给定原文:

((

作为一张名片,“大英帝国”是不合时宜的。一些英国官员把他们与英联邦国家签订新的贸易协定的努力称作“大英帝国2.0”(Empire 2.0),这只是始于一个办公室内部玩笑。但这个词已被英国退欧的批评者牢牢抓住,认为这证实了整个想法是由对大英帝国的怀念引发的。

This strikes me as a serious misunderstanding of Britain’s relationship with its past. Rather than being obsessed by empire, the British have largely consigned the whole imperial experience to George Orwell’s “memory hole”. Most British people, including leading politicians, are profoundly ignorant of the country’s imperial history.

我认为这是对英国与其过往之间关系的一种严重误解。英国人非但没有沉迷于帝国,反而已经在很大程度上把全部帝国经历抛进了乔治•奥威尔(George Orwell)口中的“记忆空洞”(memory hole)。包括政治领袖在内的大多数英国人对于大英帝国的历史都相当无知。

))

问题描述: 上面这段文字讲的是英国人怎么看大英帝国的历史，请接着它最后一句往下写。

记录摘录:
((

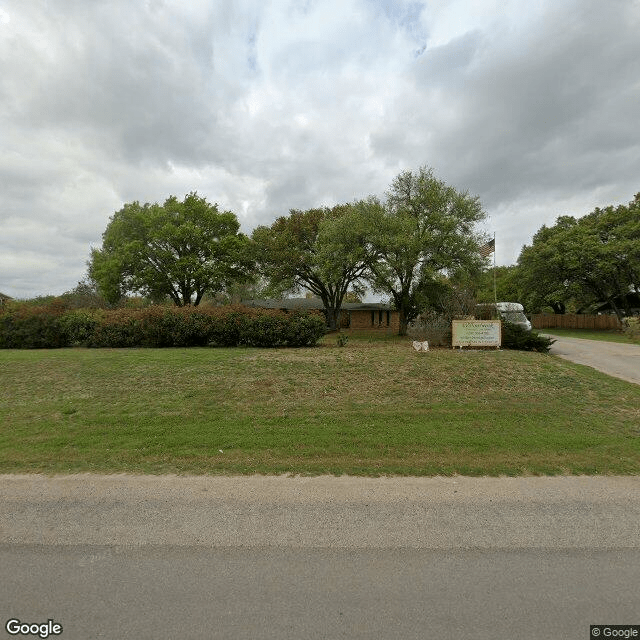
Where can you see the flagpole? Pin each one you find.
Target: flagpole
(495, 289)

))
((

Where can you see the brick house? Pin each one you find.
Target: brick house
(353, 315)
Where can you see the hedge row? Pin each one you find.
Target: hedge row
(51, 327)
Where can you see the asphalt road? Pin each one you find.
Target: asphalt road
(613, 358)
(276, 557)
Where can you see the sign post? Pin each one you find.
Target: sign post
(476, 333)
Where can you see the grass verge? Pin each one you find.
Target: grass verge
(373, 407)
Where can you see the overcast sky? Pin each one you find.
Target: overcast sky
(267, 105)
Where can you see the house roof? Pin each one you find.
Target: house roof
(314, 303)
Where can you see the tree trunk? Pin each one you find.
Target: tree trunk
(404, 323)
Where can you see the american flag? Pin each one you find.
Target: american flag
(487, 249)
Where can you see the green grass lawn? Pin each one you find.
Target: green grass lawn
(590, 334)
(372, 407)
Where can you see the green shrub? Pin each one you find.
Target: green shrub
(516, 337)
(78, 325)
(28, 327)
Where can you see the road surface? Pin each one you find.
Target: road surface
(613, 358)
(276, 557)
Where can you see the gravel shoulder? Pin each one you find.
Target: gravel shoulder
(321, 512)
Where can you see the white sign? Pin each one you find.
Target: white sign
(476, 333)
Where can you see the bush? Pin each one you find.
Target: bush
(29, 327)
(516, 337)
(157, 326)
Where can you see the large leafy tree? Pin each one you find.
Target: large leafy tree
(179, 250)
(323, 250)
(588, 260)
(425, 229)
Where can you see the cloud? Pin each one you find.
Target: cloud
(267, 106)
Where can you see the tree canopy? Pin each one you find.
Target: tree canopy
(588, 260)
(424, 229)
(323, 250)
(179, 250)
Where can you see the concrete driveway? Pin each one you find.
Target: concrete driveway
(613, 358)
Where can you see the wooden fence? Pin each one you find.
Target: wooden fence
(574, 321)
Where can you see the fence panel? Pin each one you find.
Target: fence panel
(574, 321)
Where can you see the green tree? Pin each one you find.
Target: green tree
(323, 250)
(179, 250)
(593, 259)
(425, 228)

))
((

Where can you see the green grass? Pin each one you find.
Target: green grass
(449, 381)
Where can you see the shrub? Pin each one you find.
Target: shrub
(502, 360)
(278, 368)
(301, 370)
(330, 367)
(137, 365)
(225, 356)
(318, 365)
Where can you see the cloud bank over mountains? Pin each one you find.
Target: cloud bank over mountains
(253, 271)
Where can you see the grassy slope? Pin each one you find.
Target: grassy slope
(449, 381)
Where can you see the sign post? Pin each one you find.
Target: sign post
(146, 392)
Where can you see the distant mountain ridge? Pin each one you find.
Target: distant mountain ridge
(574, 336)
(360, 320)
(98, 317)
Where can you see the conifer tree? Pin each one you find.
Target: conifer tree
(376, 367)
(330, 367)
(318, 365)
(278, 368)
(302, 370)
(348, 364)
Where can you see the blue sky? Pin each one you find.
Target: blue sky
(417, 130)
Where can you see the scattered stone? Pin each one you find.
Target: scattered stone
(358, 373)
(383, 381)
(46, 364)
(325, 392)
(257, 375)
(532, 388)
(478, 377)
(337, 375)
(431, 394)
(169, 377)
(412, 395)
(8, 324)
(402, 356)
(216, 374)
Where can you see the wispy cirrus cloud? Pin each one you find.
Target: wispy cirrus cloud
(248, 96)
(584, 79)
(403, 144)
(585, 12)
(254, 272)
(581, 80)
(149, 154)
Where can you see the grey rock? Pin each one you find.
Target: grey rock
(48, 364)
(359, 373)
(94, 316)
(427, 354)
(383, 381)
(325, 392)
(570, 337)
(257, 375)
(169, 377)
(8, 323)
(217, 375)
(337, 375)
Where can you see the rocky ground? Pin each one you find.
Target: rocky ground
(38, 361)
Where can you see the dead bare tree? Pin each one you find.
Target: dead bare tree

))

任务输出:
This imperial amnesia does, however, have a crucial bearing on Brexit. It means that leading Brexiters and advocates of “Global Britain” misunderstand the past — with dangerous consequences for the future. They speak warmly of returning to Britain’s historical vocation as a “great trading nation”, when it was actually a great imperial nation. That important distinction leads to overconfidence about the ease of re-creating a global trading destiny, in a world in which Britannia no longer rules the waves.

然而,这种对帝国的记忆缺失对英国退欧产生了至关重要的影响。这意味着,退欧派领袖以及“全球化的英国”的倡导者误读了英国的过去——这将给未来造成危险的后果。他们热烈地讨论英国回归老本行,做一个“伟大的贸易国”,但实际上那时英国是一个伟大的帝国。这一重要区别导致了对于轻而易举即可重现全球贸易辉煌的过度自信,而大不列颠已不再是当今世界的海洋主宰。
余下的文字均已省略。